## start

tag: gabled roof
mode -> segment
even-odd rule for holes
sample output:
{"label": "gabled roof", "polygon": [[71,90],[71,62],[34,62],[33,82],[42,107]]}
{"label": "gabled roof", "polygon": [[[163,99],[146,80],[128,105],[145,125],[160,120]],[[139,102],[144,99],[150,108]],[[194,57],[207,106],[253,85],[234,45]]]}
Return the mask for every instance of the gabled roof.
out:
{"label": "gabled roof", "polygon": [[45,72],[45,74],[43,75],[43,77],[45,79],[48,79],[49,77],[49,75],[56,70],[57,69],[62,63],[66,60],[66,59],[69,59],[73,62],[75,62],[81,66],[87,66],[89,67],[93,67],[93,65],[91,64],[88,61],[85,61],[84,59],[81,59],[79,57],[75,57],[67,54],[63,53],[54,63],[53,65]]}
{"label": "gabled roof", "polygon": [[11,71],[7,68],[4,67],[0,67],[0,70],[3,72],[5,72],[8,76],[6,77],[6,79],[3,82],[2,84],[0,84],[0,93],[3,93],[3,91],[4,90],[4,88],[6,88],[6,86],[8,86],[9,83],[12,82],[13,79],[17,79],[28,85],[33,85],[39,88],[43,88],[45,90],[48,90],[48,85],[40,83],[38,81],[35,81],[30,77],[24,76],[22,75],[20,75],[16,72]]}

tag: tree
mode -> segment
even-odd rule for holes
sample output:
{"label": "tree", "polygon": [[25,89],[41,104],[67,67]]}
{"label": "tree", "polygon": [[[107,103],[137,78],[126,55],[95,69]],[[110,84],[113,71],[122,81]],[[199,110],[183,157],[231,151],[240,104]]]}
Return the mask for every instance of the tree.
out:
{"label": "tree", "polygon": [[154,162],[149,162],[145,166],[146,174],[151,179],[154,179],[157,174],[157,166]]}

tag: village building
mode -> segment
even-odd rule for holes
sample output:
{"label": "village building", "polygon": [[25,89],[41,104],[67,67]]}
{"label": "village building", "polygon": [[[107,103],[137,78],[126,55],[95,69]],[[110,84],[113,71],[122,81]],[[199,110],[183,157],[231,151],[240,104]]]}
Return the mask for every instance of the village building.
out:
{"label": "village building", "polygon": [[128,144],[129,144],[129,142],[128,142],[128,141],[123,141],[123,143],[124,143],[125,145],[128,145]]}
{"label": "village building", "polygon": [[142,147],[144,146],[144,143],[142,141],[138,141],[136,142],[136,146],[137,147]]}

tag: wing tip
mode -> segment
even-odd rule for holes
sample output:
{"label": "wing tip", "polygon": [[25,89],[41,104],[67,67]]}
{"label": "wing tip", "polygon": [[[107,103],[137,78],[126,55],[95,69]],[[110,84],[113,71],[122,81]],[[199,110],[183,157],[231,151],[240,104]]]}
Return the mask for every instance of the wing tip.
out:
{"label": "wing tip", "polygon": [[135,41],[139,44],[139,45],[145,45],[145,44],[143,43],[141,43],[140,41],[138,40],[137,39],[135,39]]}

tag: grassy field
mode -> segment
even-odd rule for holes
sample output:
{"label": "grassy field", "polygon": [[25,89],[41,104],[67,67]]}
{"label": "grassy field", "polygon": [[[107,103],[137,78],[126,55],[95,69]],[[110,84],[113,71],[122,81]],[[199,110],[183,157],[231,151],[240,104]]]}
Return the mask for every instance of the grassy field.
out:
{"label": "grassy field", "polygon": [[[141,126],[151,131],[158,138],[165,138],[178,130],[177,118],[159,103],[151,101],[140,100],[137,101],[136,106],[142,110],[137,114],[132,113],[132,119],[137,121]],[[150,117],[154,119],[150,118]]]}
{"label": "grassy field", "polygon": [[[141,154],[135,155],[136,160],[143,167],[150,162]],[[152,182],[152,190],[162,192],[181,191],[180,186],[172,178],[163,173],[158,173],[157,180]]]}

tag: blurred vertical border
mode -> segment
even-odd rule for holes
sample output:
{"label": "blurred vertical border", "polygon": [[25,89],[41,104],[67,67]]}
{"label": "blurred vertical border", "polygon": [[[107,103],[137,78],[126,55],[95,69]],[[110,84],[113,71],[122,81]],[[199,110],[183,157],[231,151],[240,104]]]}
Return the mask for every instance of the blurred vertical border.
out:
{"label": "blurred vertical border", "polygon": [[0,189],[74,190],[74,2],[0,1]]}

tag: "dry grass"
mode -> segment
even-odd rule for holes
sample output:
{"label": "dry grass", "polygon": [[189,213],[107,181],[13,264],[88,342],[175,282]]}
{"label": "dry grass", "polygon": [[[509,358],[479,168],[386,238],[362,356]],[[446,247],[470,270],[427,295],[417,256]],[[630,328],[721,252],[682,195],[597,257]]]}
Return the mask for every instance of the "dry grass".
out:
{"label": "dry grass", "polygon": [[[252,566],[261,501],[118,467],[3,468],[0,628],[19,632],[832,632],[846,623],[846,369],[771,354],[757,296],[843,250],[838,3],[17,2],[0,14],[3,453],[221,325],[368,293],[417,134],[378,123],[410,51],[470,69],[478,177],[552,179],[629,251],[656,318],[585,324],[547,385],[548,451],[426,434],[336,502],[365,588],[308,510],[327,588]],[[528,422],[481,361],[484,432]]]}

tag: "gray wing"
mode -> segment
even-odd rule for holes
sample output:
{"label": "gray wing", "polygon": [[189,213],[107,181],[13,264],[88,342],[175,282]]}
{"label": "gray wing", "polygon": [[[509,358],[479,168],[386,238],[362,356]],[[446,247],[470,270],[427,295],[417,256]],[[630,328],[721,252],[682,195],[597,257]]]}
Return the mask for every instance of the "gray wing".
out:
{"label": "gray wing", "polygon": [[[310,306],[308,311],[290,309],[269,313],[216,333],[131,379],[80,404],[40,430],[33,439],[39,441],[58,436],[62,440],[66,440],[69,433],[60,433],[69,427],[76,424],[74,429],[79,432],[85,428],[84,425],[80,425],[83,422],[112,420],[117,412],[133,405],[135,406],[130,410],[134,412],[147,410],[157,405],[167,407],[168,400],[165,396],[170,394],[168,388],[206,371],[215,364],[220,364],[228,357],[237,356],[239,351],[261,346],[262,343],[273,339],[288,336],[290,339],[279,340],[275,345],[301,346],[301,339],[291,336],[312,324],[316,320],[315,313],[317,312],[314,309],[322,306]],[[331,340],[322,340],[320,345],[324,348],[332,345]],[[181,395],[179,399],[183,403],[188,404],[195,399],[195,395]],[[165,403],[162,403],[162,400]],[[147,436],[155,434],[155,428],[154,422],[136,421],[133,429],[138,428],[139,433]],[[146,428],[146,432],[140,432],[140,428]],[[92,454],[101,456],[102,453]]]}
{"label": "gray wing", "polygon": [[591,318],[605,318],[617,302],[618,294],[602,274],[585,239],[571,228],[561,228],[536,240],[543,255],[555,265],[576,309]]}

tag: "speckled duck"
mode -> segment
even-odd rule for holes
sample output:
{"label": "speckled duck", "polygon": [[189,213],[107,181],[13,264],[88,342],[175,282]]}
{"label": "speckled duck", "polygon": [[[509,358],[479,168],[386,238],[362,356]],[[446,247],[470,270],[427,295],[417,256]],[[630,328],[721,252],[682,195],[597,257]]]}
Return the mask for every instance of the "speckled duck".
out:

## end

Instructions to follow: Which lines in the items above contain the word "duck"? Report each of those lines in full.

Exercise output:
tag: "speckled duck"
{"label": "speckled duck", "polygon": [[189,213],[107,181],[13,264],[88,342],[175,282]]}
{"label": "speckled duck", "polygon": [[[509,358],[479,168],[386,238],[362,356]],[[446,247],[470,270],[427,295],[417,256]],[[630,328],[721,252],[682,195],[597,257]]]}
Return the mask for every instance of the "speckled duck".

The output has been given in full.